• **What the task asks**: Reproduce the entries below in full, word for word.
+---+
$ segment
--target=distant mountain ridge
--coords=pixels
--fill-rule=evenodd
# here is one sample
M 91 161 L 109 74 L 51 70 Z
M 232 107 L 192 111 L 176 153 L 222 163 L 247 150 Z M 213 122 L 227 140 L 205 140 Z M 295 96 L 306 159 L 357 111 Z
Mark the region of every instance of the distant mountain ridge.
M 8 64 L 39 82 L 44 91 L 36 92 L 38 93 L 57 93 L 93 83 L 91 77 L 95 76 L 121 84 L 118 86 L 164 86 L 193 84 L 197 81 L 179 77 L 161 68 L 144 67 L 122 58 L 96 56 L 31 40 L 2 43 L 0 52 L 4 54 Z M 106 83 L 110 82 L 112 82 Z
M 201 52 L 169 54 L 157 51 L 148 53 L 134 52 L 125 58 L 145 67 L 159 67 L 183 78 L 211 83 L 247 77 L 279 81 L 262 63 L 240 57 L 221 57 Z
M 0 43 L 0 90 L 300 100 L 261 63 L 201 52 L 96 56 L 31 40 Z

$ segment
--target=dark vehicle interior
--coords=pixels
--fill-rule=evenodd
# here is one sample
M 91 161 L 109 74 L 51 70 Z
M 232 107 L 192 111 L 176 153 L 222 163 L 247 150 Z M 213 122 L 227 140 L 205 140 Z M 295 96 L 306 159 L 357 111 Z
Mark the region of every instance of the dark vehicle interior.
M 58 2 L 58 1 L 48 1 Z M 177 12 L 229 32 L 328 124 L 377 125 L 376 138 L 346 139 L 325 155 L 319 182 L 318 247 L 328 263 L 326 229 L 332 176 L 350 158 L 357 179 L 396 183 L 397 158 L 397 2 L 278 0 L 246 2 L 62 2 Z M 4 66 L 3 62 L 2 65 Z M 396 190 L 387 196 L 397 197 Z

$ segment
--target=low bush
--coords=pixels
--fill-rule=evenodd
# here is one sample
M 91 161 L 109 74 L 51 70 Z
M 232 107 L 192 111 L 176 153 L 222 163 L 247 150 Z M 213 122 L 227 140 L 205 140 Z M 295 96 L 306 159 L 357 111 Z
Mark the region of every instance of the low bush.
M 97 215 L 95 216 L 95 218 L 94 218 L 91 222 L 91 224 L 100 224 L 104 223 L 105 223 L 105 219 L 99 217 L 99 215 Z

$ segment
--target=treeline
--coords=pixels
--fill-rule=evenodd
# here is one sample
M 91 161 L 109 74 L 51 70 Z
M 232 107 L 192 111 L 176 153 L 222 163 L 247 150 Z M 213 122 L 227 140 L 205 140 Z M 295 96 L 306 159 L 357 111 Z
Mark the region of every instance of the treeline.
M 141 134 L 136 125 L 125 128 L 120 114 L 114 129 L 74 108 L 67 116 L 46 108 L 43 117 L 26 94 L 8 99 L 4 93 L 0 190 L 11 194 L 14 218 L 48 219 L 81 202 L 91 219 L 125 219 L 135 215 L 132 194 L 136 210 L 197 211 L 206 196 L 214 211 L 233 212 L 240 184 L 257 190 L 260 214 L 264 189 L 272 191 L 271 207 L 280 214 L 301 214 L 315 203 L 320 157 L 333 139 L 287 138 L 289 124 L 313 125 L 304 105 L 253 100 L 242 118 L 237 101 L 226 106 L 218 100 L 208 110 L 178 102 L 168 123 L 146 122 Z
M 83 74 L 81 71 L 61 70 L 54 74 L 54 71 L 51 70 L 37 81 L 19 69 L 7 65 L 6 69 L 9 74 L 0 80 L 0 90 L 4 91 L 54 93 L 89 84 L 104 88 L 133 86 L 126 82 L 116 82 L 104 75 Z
+---+
• **Response below**:
$ segment
--target=distant mountain ridge
--coords=pixels
--fill-rule=evenodd
# here is one sample
M 91 161 L 109 74 L 51 70 Z
M 232 107 L 192 111 L 176 153 L 222 163 L 247 150 Z M 213 122 L 227 140 L 205 140 Z M 295 96 L 306 159 L 357 111 Z
Mark the region of every instance of the distant mountain ridge.
M 8 64 L 39 82 L 44 91 L 36 92 L 38 93 L 57 93 L 93 83 L 91 77 L 95 76 L 121 84 L 118 86 L 164 86 L 193 84 L 197 81 L 179 77 L 161 68 L 144 67 L 122 58 L 96 56 L 31 40 L 2 43 L 0 52 L 4 54 Z M 106 83 L 110 82 L 112 82 Z
M 201 52 L 169 54 L 157 51 L 148 53 L 134 52 L 125 58 L 145 67 L 159 67 L 183 78 L 211 83 L 247 77 L 279 81 L 262 63 L 240 57 L 221 57 Z
M 0 43 L 0 90 L 300 100 L 261 63 L 201 52 L 96 56 L 31 40 Z

$ segment
--target=dark vehicle interior
--coords=pixels
--fill-rule=evenodd
# here is one sample
M 91 161 L 109 74 L 51 70 Z
M 232 107 L 192 111 L 176 153 L 222 163 L 247 150 Z M 213 122 L 227 140 L 205 140 Z M 295 96 L 306 159 L 357 111 Z
Mark the region of every instance of the dark vehicle interior.
M 58 2 L 58 1 L 48 1 Z M 177 12 L 229 32 L 328 124 L 377 125 L 376 138 L 346 139 L 325 155 L 319 182 L 318 247 L 328 263 L 326 229 L 332 176 L 350 158 L 357 179 L 396 183 L 397 158 L 397 2 L 278 0 L 246 2 L 62 2 Z M 4 66 L 3 62 L 2 65 Z M 396 190 L 387 196 L 397 197 Z

$ segment
--target=low bush
--coords=pixels
--fill-rule=evenodd
# here is one sample
M 91 161 L 109 74 L 51 70 Z
M 232 107 L 192 111 L 176 153 L 222 163 L 247 150 Z M 213 122 L 227 140 L 205 140 Z M 295 96 L 306 159 L 357 111 Z
Mark the region of every instance of the low bush.
M 97 215 L 95 216 L 95 218 L 94 218 L 91 222 L 91 224 L 100 224 L 104 223 L 105 223 L 105 219 L 99 217 L 99 215 Z

$ segment
--target=treeline
--coords=pixels
--fill-rule=evenodd
# here is one sample
M 91 161 L 109 74 L 51 70 Z
M 232 107 L 192 111 L 176 153 L 222 163 L 247 150 Z M 213 122 L 227 140 L 205 140 Z M 295 96 L 306 159 L 357 111 Z
Mark the region of every instance of the treeline.
M 141 134 L 136 125 L 125 128 L 120 114 L 114 129 L 74 108 L 67 116 L 46 108 L 43 117 L 26 94 L 8 99 L 4 93 L 0 190 L 11 194 L 14 218 L 48 219 L 81 202 L 91 219 L 125 219 L 135 215 L 132 194 L 136 210 L 197 211 L 206 196 L 214 211 L 233 212 L 240 184 L 257 190 L 260 214 L 264 189 L 272 191 L 271 207 L 280 214 L 301 214 L 315 203 L 320 157 L 333 139 L 287 138 L 289 124 L 313 125 L 304 105 L 253 100 L 242 118 L 237 101 L 226 106 L 218 100 L 208 110 L 178 102 L 168 123 L 146 122 Z
M 83 74 L 81 71 L 61 70 L 54 74 L 54 71 L 51 70 L 37 81 L 19 69 L 7 65 L 6 69 L 9 74 L 0 80 L 0 90 L 4 91 L 54 93 L 89 84 L 104 88 L 133 86 L 126 82 L 116 82 L 104 75 Z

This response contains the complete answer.